• Challenges:
#1 Rewrite the passage about the writer's father, starting with "If that sounds" and going on through "he never did.". Replace "postcard" with "letter".
#2 Answer these questions using the passage about the writer's father:
(a) According to the passage, what does the father blame the mother for?
(b) Whom did Marilyn Monroe choose as a substitute father figure?
(c) Which two figures does the writer name as possible choices for such a substitute?

• Provided text:
______

Yeah, he was pretty much fucking around with another woman, but my Mom knew about it and didn't do anything about it. As far as I'm concerned, she should have pulled the trigger on the divorce ages before she did, but she was just too weak to do it.
If that sounds harsh, it's probably because it is and because I just can't stand that kind of weakness in a person. I hate it in myself as well.
But, anyway, occasionally I hear things re my dad from people who I am only tangenitally connected to. Most of the comments aren't very positive. Apparently, he blames my mom for "turning my kids against me."
Um. No. You did that yourself with your absence and your lack of interest. Telephone and email work both ways. He could have called if he was interested in some kind of relationship. Hell, he could have sent a fucking postcard on a birthday or a Christmas card or something.
But he never did.
So fuck that guy.
Sometimes, I think Marilyn Monroe had the right idea. She never knew her father, so she decided that Abraham Lincoln would do as a nice substitute father figure.
Sometimes, I think I should have done something like that. I don't know who I would have picked, probably someone fictional like Jean-Luc Picard or maybe Jubal Harshaw.

______

• Dataset content:

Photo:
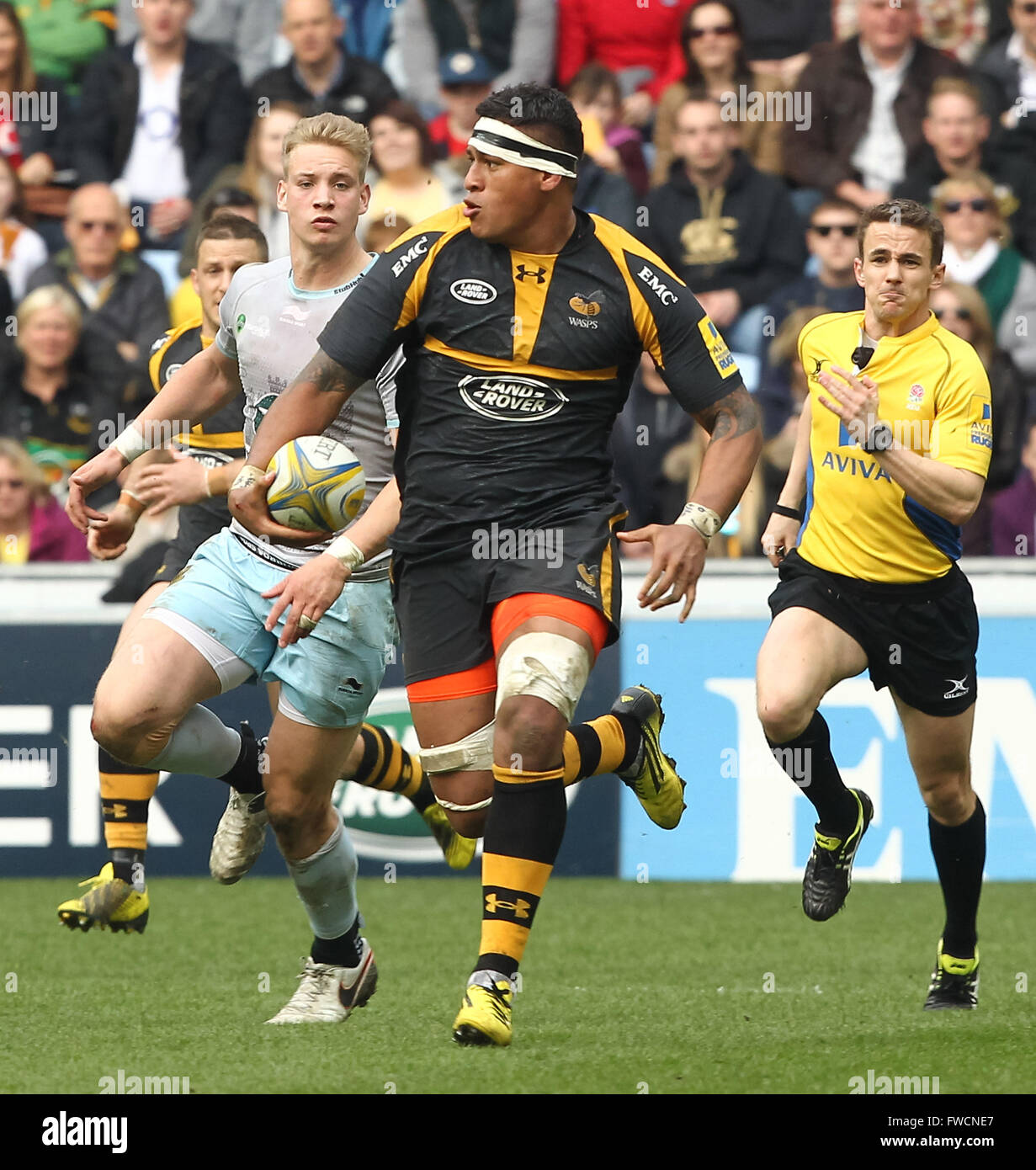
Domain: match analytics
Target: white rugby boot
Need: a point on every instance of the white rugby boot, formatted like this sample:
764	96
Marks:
327	995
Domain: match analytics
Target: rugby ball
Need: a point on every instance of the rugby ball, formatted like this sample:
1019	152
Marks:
319	485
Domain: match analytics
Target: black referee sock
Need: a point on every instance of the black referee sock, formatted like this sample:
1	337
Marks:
808	761
960	855
341	951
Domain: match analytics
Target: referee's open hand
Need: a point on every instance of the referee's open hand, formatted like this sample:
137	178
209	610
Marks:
855	399
677	560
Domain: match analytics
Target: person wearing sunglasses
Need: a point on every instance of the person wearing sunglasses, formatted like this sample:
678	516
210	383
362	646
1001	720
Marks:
1008	72
961	309
958	141
978	253
122	299
714	48
834	288
867	105
33	525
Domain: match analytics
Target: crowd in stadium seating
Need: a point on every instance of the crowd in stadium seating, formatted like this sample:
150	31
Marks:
739	140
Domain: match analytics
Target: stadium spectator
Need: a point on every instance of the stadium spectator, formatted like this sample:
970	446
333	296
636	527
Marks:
640	45
976	253
714	47
21	249
958	27
321	77
34	116
867	105
832	287
258	177
603	194
369	27
50	399
727	230
150	119
185	303
1014	508
245	29
960	309
516	39
33	525
66	35
380	236
120	299
780	33
408	182
1008	71
957	141
465	80
618	149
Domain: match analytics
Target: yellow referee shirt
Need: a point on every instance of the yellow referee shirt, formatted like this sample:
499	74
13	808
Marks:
933	391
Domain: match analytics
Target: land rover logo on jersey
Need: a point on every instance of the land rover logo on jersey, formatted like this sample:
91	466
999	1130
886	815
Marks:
473	291
511	399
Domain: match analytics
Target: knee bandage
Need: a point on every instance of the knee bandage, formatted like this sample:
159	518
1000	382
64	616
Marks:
549	666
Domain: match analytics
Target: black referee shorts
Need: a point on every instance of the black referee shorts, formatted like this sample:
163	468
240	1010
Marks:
444	606
919	638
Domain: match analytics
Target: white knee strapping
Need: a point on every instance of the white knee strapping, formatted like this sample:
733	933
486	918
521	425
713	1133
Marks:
473	753
549	666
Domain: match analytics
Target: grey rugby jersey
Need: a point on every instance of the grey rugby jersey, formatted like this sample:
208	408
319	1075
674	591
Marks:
270	327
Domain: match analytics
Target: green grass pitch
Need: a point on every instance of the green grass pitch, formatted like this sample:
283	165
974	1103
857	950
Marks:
655	987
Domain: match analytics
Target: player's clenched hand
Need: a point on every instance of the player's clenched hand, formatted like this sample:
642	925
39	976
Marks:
310	591
780	537
164	486
108	539
676	566
248	506
93	474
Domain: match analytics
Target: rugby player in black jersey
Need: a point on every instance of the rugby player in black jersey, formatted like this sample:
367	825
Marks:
522	322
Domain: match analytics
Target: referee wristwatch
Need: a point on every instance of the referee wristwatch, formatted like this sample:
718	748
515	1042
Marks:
879	439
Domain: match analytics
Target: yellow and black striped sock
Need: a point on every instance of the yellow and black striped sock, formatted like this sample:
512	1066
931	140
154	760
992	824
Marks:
388	767
523	834
607	744
125	794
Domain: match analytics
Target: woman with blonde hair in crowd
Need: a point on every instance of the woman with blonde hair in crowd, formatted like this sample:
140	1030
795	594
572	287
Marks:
714	45
33	525
961	309
48	399
978	253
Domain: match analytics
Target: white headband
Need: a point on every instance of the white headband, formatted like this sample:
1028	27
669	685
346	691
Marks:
509	143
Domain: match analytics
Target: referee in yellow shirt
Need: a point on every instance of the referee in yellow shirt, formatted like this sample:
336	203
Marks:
892	453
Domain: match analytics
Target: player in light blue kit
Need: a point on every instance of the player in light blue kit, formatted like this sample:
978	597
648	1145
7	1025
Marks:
230	617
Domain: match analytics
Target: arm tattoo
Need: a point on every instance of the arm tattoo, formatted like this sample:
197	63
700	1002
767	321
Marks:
327	375
730	417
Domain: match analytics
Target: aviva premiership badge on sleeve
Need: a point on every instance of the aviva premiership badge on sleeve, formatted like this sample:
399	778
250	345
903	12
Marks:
721	357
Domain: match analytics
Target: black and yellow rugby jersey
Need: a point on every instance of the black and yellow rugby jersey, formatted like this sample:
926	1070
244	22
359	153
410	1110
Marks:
216	441
516	366
933	391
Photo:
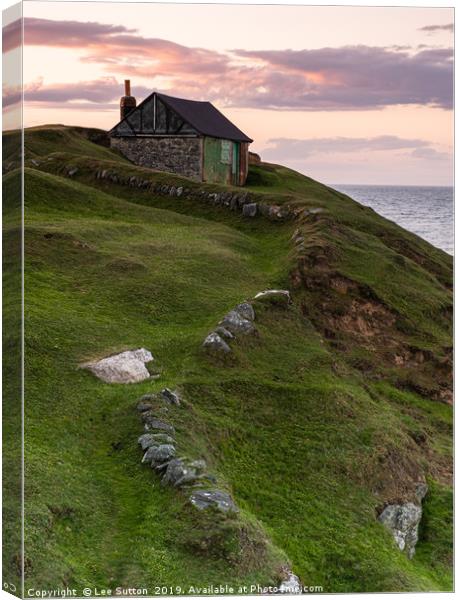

______

• Answer list:
#1
If that sounds harsh, it's probably because it is and because I just can't stand that kind of weakness in a person. I hate it in myself as well.
But, anyway, occasionally I hear things re my dad from people who I am only tangenitally connected to. Most of the comments aren't very positive. Apparently, he blames my mom for "turning my kids against me."
Um. No. You did that yourself with your absence and your lack of interest. Telephone and email work both ways. He could have called if he was interested in some kind of relationship. Hell, he could have sent a fucking letter on a birthday or a Christmas card or something.
But he never did.

#2
(a) He blames her for "turning my kids against me."
(b) Abraham Lincoln.
(c) Jean-Luc Picard and Jubal Harshaw.